MATERIAL:
######
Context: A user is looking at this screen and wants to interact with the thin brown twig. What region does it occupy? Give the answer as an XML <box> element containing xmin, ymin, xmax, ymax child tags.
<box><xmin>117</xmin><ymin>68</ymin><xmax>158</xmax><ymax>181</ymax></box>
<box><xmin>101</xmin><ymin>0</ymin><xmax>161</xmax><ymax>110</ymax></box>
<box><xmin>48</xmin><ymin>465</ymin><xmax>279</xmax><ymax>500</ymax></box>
######
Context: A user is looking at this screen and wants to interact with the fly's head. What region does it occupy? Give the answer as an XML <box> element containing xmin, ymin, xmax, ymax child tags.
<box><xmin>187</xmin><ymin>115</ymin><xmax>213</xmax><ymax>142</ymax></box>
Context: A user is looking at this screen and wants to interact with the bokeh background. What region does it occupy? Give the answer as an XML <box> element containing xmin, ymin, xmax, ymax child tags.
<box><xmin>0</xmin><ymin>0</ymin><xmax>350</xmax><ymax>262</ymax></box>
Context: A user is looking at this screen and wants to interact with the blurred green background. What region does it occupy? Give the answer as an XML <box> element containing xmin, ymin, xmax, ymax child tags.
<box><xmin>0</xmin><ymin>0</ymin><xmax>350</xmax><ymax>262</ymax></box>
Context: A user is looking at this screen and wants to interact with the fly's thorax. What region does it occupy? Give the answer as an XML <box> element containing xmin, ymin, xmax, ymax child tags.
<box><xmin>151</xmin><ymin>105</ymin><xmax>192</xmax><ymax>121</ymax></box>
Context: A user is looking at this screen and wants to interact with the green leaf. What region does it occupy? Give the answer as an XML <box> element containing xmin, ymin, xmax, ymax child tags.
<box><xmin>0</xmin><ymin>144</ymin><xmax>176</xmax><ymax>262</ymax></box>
######
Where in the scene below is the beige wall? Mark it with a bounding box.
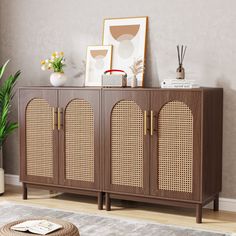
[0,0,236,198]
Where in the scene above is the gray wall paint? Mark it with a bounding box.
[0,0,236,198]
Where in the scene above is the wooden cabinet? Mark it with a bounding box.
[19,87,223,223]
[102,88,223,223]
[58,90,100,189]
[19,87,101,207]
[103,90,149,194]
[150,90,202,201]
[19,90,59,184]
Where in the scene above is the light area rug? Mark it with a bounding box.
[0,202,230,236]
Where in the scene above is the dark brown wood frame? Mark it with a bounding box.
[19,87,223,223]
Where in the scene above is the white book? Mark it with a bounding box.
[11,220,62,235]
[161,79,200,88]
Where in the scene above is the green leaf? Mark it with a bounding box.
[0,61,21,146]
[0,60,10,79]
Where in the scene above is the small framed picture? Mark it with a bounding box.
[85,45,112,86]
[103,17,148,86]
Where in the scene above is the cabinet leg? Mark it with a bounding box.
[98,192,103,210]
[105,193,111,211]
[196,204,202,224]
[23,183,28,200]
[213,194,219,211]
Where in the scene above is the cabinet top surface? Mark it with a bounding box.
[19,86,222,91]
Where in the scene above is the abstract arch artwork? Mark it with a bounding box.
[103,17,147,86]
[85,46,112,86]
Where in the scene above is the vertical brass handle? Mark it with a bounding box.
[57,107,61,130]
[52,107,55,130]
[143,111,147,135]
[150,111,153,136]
######
Please copy everything from the line containing "Where in the scene above is the vertical" down to the line containing "[150,111,153,136]" in the data above, swapping "brass" for "bronze" and leaving all else unchanged.

CORRECT OUTPUT:
Where in the scene above is the vertical bronze handle? Mark it with a bounding box.
[57,107,61,130]
[52,107,55,130]
[143,111,147,135]
[150,111,153,136]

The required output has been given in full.